(Items listed in a dataset)
----

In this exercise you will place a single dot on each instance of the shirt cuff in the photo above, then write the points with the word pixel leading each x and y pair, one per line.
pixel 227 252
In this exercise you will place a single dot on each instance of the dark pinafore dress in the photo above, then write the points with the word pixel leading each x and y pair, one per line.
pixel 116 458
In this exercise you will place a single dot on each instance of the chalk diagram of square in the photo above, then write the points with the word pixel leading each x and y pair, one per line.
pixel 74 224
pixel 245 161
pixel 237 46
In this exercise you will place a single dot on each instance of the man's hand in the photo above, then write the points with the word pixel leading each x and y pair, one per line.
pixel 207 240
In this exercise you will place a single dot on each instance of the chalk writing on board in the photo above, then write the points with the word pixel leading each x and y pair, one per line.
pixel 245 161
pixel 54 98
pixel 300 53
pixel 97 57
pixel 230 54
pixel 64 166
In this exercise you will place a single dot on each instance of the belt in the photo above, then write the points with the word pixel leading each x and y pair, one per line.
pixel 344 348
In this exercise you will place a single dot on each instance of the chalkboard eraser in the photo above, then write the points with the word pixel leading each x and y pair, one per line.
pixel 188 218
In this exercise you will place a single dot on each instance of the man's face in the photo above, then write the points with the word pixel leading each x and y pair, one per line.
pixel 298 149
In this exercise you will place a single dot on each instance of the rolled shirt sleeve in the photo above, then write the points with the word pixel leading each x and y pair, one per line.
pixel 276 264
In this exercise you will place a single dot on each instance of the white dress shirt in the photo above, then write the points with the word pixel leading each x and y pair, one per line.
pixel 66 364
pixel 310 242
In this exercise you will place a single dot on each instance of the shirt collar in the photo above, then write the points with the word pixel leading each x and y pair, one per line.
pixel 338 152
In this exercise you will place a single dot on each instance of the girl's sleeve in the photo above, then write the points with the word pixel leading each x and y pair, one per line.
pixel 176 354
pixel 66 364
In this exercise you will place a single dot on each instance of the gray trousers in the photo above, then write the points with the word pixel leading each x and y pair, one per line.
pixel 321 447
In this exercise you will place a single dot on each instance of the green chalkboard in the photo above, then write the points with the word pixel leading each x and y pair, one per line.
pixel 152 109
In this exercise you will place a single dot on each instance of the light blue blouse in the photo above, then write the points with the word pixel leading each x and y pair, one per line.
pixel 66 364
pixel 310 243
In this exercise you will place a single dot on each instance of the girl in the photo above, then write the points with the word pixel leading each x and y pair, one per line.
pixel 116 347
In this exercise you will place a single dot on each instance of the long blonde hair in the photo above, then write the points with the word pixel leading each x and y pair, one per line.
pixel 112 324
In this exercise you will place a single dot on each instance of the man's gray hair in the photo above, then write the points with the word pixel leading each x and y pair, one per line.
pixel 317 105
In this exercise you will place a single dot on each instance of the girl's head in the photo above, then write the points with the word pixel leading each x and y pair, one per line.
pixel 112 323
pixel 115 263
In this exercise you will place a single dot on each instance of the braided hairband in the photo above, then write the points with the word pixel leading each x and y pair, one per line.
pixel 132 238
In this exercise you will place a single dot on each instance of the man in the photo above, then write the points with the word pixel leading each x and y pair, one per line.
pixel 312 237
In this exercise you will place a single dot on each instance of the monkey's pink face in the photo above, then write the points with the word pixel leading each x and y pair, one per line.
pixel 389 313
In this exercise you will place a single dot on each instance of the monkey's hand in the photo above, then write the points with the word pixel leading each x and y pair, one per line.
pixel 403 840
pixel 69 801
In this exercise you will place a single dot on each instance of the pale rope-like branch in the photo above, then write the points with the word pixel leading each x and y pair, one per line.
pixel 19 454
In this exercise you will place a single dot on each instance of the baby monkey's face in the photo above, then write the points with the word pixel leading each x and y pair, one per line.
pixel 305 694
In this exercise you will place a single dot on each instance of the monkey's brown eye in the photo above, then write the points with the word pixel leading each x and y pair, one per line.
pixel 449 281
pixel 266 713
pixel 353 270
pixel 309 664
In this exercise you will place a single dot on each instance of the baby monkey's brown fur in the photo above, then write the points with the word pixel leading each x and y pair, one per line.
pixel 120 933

----

__Work to be completed__. Restate the final lines of the listing above word for word, beginning at the line that contains "of the pale".

__Output below__.
In this exercise you will place a single dot on each instance of the pale rope-like branch in the photo above, then write the points with the word pixel leading each x and y pair, one per line.
pixel 19 454
In this exercise you will place a single dot on each instance of the baby monkey's face in the photo above, then write the points with the word pixel leading each x and y pair, one per line.
pixel 305 694
In this exercise you will place a single dot on each instance of the monkey's brown eye in the photo above, then write the points with the word pixel leading each x and y pair, one per line.
pixel 449 281
pixel 266 713
pixel 353 270
pixel 309 664
In this exercise you will place a single dot on each instance of the baby monkey's brown fur in the photo above, then write the points with the word pixel leading each x and y pair, one per line.
pixel 120 933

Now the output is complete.